Extracted data entries
---------------

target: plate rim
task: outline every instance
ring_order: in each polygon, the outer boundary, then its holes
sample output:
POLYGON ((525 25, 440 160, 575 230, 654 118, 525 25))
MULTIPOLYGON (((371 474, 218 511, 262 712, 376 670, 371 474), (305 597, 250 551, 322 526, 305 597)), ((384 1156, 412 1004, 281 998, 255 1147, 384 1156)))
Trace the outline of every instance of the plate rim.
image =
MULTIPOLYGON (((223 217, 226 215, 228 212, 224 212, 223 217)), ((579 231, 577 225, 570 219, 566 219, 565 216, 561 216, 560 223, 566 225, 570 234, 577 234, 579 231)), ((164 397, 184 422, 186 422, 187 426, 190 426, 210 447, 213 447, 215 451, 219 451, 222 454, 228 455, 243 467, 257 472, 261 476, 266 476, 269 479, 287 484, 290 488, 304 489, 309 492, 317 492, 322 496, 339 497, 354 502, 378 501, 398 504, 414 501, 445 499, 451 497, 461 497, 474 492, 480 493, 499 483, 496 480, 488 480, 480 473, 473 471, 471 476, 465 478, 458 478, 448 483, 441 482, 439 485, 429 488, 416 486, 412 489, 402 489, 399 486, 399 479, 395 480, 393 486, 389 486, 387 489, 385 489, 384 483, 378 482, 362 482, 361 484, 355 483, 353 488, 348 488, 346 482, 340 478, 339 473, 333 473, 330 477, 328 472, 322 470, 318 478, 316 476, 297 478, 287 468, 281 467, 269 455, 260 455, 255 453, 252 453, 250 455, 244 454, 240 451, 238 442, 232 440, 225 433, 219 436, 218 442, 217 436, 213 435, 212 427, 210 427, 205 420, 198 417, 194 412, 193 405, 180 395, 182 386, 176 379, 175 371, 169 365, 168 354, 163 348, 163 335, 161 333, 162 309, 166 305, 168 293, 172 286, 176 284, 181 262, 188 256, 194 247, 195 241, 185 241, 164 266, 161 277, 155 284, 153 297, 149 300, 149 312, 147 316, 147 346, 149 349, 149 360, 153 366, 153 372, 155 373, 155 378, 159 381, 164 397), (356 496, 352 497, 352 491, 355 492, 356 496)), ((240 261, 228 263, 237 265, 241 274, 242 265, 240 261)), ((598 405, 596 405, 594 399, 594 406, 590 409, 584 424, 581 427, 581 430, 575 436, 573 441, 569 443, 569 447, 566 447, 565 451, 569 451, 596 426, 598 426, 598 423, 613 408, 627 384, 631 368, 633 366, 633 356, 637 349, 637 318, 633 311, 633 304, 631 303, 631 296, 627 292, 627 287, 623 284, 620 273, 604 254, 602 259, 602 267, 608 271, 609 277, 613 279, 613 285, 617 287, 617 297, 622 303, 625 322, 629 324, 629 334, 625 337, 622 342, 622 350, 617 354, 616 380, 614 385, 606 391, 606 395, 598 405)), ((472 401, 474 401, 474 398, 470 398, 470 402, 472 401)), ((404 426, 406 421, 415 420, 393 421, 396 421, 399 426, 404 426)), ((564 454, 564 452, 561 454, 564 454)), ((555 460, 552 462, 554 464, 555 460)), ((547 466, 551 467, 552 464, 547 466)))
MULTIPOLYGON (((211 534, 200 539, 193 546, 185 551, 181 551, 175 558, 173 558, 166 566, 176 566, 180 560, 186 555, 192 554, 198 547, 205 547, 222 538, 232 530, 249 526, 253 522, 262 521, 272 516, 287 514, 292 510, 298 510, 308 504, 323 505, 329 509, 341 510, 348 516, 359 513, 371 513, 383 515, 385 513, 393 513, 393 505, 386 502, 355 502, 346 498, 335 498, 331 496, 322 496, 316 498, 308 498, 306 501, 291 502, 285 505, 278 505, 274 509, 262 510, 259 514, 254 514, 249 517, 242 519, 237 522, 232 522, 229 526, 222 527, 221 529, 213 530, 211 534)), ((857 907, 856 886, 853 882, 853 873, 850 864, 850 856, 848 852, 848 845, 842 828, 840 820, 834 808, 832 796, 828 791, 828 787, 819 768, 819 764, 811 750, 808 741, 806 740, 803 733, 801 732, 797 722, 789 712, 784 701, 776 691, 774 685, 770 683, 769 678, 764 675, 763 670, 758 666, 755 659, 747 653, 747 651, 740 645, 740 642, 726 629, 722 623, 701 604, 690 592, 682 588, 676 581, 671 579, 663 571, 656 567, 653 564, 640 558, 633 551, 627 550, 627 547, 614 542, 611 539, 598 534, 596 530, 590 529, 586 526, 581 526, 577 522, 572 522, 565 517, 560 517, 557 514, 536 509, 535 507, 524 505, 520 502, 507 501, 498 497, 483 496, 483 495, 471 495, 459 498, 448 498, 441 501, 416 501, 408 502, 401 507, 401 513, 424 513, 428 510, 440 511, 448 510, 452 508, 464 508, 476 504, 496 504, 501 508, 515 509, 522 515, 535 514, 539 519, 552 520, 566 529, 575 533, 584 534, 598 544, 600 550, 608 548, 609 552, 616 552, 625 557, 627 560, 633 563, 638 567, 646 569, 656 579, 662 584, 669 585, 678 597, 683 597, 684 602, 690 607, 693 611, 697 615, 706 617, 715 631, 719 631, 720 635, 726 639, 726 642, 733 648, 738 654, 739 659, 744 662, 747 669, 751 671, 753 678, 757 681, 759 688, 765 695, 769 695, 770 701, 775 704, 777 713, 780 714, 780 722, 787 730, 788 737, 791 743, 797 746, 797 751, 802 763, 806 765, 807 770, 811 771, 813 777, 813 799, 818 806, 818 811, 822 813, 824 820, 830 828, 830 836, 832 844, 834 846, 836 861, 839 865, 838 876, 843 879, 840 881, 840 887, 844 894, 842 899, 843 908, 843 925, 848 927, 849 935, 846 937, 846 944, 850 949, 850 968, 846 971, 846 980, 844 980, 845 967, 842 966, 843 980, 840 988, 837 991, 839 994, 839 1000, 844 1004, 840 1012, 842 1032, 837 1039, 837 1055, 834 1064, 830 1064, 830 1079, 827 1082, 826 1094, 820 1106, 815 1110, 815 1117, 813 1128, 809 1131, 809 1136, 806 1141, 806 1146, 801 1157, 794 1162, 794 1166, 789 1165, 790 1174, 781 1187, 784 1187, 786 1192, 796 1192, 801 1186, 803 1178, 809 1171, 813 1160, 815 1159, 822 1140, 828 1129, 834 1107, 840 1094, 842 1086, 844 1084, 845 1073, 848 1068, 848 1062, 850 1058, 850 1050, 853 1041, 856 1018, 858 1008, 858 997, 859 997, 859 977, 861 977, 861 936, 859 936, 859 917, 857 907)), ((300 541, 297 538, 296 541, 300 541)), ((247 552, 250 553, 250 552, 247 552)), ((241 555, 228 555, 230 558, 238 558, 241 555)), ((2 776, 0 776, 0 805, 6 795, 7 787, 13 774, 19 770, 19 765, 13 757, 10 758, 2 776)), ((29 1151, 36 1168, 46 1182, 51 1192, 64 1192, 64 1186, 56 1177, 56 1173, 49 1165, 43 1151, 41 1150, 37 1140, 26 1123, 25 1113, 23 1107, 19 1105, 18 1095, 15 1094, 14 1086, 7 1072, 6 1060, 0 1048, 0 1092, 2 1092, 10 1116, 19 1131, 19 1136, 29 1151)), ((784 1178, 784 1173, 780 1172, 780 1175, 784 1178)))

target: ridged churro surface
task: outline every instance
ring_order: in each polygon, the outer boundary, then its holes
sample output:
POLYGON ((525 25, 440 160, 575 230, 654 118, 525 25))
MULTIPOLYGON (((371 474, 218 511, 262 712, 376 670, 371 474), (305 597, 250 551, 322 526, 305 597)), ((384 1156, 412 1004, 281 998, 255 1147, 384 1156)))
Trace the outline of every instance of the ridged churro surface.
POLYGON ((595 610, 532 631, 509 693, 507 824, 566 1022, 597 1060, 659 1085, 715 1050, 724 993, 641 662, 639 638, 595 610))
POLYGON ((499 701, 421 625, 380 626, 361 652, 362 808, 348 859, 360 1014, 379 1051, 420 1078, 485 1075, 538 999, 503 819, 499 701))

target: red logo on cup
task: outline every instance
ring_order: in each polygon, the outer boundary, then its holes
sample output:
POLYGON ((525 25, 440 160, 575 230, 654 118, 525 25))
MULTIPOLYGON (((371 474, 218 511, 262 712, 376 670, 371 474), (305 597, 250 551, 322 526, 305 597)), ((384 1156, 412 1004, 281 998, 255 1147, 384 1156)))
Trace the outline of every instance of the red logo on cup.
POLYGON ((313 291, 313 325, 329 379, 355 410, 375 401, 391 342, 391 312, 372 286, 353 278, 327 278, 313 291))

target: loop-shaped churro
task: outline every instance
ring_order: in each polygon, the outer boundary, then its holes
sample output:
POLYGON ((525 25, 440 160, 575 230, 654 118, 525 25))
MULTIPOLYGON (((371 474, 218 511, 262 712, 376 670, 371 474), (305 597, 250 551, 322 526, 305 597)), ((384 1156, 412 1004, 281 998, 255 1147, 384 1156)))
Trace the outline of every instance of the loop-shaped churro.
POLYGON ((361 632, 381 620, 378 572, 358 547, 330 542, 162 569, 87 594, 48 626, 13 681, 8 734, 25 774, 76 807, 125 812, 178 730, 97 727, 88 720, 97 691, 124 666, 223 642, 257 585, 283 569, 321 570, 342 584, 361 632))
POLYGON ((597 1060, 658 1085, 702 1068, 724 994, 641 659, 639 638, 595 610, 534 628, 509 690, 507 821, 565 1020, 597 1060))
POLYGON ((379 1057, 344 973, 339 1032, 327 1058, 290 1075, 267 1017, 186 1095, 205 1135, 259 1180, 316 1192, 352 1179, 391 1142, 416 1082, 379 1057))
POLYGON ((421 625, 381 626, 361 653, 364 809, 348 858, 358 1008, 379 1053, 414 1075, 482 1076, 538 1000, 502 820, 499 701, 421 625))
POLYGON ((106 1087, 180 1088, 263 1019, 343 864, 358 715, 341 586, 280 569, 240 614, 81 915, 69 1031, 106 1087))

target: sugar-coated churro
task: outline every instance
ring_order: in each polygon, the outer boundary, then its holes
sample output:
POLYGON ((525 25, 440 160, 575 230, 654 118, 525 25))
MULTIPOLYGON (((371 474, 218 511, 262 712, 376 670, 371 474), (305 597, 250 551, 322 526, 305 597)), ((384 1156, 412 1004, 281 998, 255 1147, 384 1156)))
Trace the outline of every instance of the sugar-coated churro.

---------------

Task to complete: Copy the lines of the data above verbatim, starting with the line that contains "target: ridged churro surface" and ending with the line that contains "POLYGON ((499 701, 421", both included.

Completed exercise:
target: ridged churro surface
task: outline every instance
ring_order: in each polygon, the outer boundary, then its holes
sample output:
POLYGON ((525 25, 440 160, 575 230, 654 118, 525 25))
MULTIPOLYGON (((371 474, 218 511, 262 712, 376 670, 371 474), (305 597, 250 551, 322 526, 305 597)), ((384 1156, 412 1004, 281 998, 255 1147, 384 1156)))
Trace the outline of every instance of the ridged churro surface.
POLYGON ((595 610, 532 631, 509 693, 507 824, 566 1022, 597 1060, 659 1085, 715 1050, 724 993, 641 662, 639 638, 595 610))
POLYGON ((499 701, 421 625, 380 626, 361 652, 362 808, 348 859, 360 1014, 379 1051, 420 1078, 485 1075, 538 999, 503 819, 499 701))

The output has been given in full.